**WORK TO COMPLETE**: Reproduce the listing below without any change.

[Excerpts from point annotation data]
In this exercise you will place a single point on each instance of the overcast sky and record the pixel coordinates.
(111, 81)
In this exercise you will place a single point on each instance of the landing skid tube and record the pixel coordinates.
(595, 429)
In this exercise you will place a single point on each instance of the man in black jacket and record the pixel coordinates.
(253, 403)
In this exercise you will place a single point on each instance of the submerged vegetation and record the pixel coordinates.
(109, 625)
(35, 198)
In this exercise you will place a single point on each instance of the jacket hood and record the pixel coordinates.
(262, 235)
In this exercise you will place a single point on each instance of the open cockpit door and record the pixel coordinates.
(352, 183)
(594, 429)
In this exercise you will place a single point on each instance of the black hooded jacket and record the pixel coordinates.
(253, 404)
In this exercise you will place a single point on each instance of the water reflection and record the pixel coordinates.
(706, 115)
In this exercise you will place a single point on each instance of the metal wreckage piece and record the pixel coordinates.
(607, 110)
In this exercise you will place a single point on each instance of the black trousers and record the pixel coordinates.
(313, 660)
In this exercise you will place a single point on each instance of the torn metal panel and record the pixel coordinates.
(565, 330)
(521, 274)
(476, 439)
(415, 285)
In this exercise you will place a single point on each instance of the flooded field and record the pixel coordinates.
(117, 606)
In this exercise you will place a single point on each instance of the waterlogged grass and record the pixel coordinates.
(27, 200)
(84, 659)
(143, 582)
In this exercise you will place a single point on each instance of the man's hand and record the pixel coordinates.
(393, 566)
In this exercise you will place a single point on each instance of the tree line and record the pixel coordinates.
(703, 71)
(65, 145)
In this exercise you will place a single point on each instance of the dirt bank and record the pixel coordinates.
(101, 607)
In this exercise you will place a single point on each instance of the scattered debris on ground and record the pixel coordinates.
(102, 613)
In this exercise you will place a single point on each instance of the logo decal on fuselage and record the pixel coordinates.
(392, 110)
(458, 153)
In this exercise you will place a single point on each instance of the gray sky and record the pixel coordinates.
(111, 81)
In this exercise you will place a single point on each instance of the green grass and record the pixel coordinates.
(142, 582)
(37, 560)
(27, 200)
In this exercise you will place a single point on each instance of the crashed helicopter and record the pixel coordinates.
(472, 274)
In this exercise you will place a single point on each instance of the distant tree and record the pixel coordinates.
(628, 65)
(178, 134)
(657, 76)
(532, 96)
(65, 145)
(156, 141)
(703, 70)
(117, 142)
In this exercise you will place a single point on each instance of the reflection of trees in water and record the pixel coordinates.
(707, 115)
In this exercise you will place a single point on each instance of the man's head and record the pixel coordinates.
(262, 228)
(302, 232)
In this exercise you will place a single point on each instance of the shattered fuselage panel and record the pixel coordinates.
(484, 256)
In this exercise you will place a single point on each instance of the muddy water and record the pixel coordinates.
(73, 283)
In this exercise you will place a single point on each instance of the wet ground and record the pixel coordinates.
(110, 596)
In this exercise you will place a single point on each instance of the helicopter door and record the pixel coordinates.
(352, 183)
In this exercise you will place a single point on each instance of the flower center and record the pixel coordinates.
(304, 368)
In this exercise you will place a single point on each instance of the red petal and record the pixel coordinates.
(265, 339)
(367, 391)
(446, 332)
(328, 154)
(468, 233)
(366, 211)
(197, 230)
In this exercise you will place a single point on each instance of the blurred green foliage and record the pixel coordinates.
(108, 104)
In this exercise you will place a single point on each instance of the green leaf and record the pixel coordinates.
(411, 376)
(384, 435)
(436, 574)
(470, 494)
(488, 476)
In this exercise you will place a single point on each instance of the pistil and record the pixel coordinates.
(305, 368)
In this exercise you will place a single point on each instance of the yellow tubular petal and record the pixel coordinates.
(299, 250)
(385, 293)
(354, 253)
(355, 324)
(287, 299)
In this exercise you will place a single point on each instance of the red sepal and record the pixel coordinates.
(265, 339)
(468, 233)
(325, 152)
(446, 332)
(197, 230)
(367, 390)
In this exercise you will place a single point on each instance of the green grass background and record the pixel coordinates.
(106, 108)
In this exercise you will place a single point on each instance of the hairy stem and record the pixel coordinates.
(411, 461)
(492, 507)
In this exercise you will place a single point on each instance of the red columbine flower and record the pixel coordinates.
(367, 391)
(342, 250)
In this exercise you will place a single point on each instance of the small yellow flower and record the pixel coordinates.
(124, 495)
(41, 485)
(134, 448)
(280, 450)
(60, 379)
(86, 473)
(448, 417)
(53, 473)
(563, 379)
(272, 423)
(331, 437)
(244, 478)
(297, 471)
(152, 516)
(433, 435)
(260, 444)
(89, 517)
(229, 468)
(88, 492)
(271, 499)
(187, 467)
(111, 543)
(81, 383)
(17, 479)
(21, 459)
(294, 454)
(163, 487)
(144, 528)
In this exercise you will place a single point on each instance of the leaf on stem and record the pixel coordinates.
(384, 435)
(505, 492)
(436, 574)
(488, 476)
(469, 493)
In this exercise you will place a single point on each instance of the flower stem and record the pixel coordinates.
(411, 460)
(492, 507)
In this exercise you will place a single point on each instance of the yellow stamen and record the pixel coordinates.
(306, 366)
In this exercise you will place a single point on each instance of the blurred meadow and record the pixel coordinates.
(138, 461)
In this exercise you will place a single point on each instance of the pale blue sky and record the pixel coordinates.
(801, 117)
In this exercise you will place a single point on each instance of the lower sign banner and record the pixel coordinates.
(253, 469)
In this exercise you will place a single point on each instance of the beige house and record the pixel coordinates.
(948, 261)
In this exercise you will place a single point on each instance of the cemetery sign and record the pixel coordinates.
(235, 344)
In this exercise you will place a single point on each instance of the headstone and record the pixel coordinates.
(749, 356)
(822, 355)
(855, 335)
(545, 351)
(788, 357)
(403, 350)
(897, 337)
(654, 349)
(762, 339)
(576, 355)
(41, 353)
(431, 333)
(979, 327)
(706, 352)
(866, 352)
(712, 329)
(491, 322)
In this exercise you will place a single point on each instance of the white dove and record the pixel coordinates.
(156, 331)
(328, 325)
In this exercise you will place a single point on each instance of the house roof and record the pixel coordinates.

**ANSWER FOR THIS EXERCISE**:
In this exercise you will place a single point on each instance of the overcast sky and record the pixel coordinates.
(111, 81)
In this exercise you will place a single point on each instance of the landing skid tube and record the pixel coordinates.
(595, 429)
In this exercise you will place a single point on each instance of the man in black jacket and record the pixel coordinates.
(253, 403)
In this exercise you will place a single point on each instance of the submerged vegetation and record the pixel coordinates.
(109, 625)
(35, 198)
In this exercise you will place a single point on each instance of the jacket hood and record the pixel coordinates.
(262, 235)
In this exercise you will place a single point on each instance of the open cockpit door and record the pixel coordinates.
(352, 183)
(594, 429)
In this exercise you will place a single point on each instance of the black hooded jacket and record the pixel coordinates.
(253, 404)
In this exercise you will place a single point on each instance of the water reflection and record the pixel coordinates.
(706, 115)
In this exercise you will place a single point on each instance of the metal wreckage piece and record the pixel coordinates.
(607, 110)
In this exercise you will place a single point on each instance of the black trousers and record the pixel coordinates.
(313, 660)
In this exercise you will place a single point on each instance of the torn metal panel and record the pixel coordinates.
(565, 330)
(521, 274)
(476, 439)
(415, 285)
In this exercise you will place a single point on each instance of the flooded field and record the pixel coordinates.
(117, 606)
In this exercise you will place a single point on each instance of the waterlogged grass and record the pixel coordinates.
(27, 200)
(84, 659)
(143, 582)
In this exercise you will place a single point on each instance of the man's hand and record the pixel coordinates.
(393, 566)
In this exercise you will place a single point on each instance of the tree line and record the pixel coordinates.
(703, 71)
(65, 145)
In this exercise you will place a single point on each instance of the dirt bank and record the pixel coordinates.
(101, 607)
In this exercise you will place a single point on each instance of the scattered debris on ground and record the pixel coordinates.
(102, 613)
In this exercise you will place a single point on each instance of the logo decal on fuselage and record the pixel coordinates.
(392, 110)
(458, 153)
In this exercise you will place a single point on each instance of the gray sky and record the pixel coordinates.
(111, 81)
In this exercise you will place a single point on each instance of the green grass and record the pixel coordinates.
(142, 582)
(37, 560)
(27, 200)
In this exercise you will place a single point on each instance of the crashed helicopter and record the pixel coordinates.
(472, 274)
In this exercise you will place a single point on each instance of the distant tree and record the pixel coordinates.
(628, 65)
(178, 134)
(657, 76)
(532, 96)
(65, 145)
(156, 141)
(703, 70)
(117, 142)
In this exercise you will place a single point on each instance of the reflection of trees in water and record the pixel coordinates.
(707, 115)
In this exercise you will place a single point on each instance of the man's head and record the pixel coordinates.
(262, 228)
(302, 232)
In this exercise you will place a single point on each instance of the shattered fuselage panel and record the pixel coordinates.
(484, 256)
In this exercise you will place a single point on each instance of the muddy water and record the pixel coordinates.
(73, 283)
In this exercise you will place a single point on each instance of the wet ground and record the pixel coordinates.
(110, 596)
In this exercise you will place a single point on each instance of the helicopter door and record the pixel coordinates.
(352, 183)
In this exercise you will place a single point on each instance of the flower center and record the pixel coordinates.
(304, 368)
In this exercise you will place a single point on each instance of the red petal and record the pixel coordinates.
(265, 339)
(367, 391)
(446, 332)
(328, 154)
(468, 233)
(366, 211)
(197, 230)
In this exercise you will place a single point on each instance of the blurred green foliage and record the pixel coordinates.
(108, 104)
In this exercise you will place a single point on each instance of the green leaf and record the pixel coordinates.
(411, 376)
(384, 435)
(436, 574)
(470, 494)
(488, 476)
In this exercise you will place a single point on each instance of the pistil and record the pixel coordinates.
(305, 368)
In this exercise you will place a single point on each instance of the yellow tubular petal and record the pixel coordinates.
(299, 250)
(385, 293)
(354, 253)
(355, 324)
(287, 299)
In this exercise you will place a single point on each instance of the red sepal and record the pixel coordinates.
(265, 339)
(468, 233)
(325, 152)
(446, 332)
(197, 230)
(367, 390)
In this exercise you will place a single point on each instance of the green grass background and record the pixel coordinates.
(106, 108)
In this exercise you will place a single point on each instance of the hairy stem and record the pixel coordinates.
(411, 461)
(492, 507)
In this exercise you will place a single point on each instance of the red columbine flower and record the pixel coordinates.
(367, 391)
(342, 250)
In this exercise you will place a single point on each instance of the small yellow flower and record the pixel coordinates.
(124, 495)
(41, 485)
(134, 448)
(280, 450)
(60, 379)
(86, 473)
(448, 417)
(53, 473)
(563, 379)
(272, 423)
(331, 437)
(244, 478)
(297, 471)
(152, 516)
(433, 435)
(260, 444)
(89, 517)
(229, 468)
(88, 492)
(271, 499)
(187, 467)
(111, 543)
(81, 383)
(17, 479)
(21, 459)
(294, 454)
(163, 487)
(144, 528)
In this exercise you will place a single point on each instance of the leaf on stem and record the pixel coordinates.
(384, 435)
(505, 492)
(436, 574)
(488, 476)
(469, 493)
In this exercise you will place a single point on each instance of the flower stem and record the pixel coordinates.
(411, 460)
(492, 507)
In this exercise you will place a single point on each instance of the yellow stamen and record the pixel coordinates.
(306, 366)
In this exercise you will place a single point on each instance of the blurred meadow and record the pixel coordinates.
(138, 461)
In this exercise you will place a single point on each instance of the pale blue sky and record the pixel coordinates.
(801, 117)
In this exercise you will place a single point on each instance of the lower sign banner and record the pixel coordinates.
(253, 469)
In this exercise you will place a single point on each instance of the beige house and record the pixel coordinates.
(948, 261)
In this exercise you will place a single point on each instance of the cemetery sign and record the pixel coordinates.
(235, 344)
In this exercise you will place a single point on each instance of the headstone and record the pixel coordinates.
(749, 356)
(822, 355)
(855, 335)
(545, 351)
(788, 357)
(403, 350)
(897, 337)
(654, 349)
(762, 339)
(576, 355)
(41, 353)
(431, 333)
(979, 327)
(706, 352)
(866, 352)
(712, 329)
(491, 322)
In this exercise you will place a single point on each instance of the white dove and record the pixel coordinates.
(156, 331)
(328, 325)
In this exercise you will place a single point on each instance of the house roof and record the pixel coordinates.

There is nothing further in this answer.